引用文:
ヨナ抜き音階と同様2つの音を抜いた音階としてニロ抜き音階(二六抜き音階、ニロぬきおんかい)がある。ニロ抜き音階も「ニロ抜き長音階」と「ニロ抜き短音階」にわかれ、それぞれ主音がドの長音階、主音がラの自然短音階から二番目と六番目を抜いた音階である。名称のニロ抜きはこの2つの番数に由来する。
近代以前の日本でも、中国由来の「呂旋法」が雅楽や声明、民謡、民俗芸能に見られ[1]、ヨナ抜き音階はこの呂旋法と同じ音階が明治以降の日本で使われたものである[4]。
呂旋法には呂音階と呂陰音階があるが[7][8]、これらが(平均律で近似すれば[9])それぞれヨナ抜き長音階、ヨナ抜き短音階と同じ音階を持つ[7][注 2]。
ただし「呂音階はそのままの形では日本に定着せず、主音を変えた雅楽の律音階や田舎風の民謡音階として根付いたようであり、呂音階は雅楽でも俗曲でも少ない」[11]。
またヨナ抜き短音階は日本の他の五音音階(琉球音階、民謡音階、律音階、都節音階)よりも陰音階である度合いが強く[12]、日本の伝統音楽はヨナ抜き短音階ほど暗くはなかったものと思われる[12]。
音楽的に見た場合、ヨナ抜き長音階、ヨナ抜き短音階は呂音階・呂陰音階のみならず西洋の長音階、短音階の影響を受けているので、主音はそれぞれド、ラである[13]。
またヨナ抜き音階は「機能和声に欠かせない導音(長音階の「シ」,短音階の「ソ#」) を持たず,またテトラコルドを構成する四度(長音階の「ファ」,短音階の「レ」) も持っていない」[14]。この事が小泉文夫など多くの音楽研究者の批判を浴びてきた[14]。
ヨナ抜き短音階は都節音階の第三音を主音とすることによって得られるため、「伝統的な日本音楽でヨナ抜き短音階に近い都節音階的な旋律がヨナ抜き短音階でも好まれ」る[12]。このような「都節音階の旋律法を強引に洋楽的終止にしようとすることからくる終止音の不安定さよって、どことなく暗さがただよう。これが、昭和にはいって歌謡曲といわれるようになった流行歌の内容、つまり、あきらめや涙、雨というモチーフにふさわしい音の形式となったのである」[15]。

記録データ:
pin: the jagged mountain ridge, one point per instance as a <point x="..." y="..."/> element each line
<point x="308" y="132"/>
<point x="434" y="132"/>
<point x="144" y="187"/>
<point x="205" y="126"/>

作業要件:
1 > 音階についての引用文から、「呂旋法には呂音階と呂陰音階が」で始まり「ったものと思われる[12]。」まで続く部分を一字も変えずに書き写してください。
2 > 記録データのすべての行を、一字一句そのまま繰り返してください。

解答:
1 >
呂旋法には呂音階と呂陰音階があるが[7][8]、これらが(平均律で近似すれば[9])それぞれヨナ抜き長音階、ヨナ抜き短音階と同じ音階を持つ[7][注 2]。
ただし「呂音階はそのままの形では日本に定着せず、主音を変えた雅楽の律音階や田舎風の民謡音階として根付いたようであり、呂音階は雅楽でも俗曲でも少ない」[11]。
またヨナ抜き短音階は日本の他の五音音階(琉球音階、民謡音階、律音階、都節音階)よりも陰音階である度合いが強く[12]、日本の伝統音楽はヨナ抜き短音階ほど暗くはなかったものと思われる[12]。

2 >
pin: the jagged mountain ridge, one point per instance as a <point x="..." y="..."/> element each line
<point x="308" y="132"/>
<point x="434" y="132"/>
<point x="144" y="187"/>
<point x="205" y="126"/>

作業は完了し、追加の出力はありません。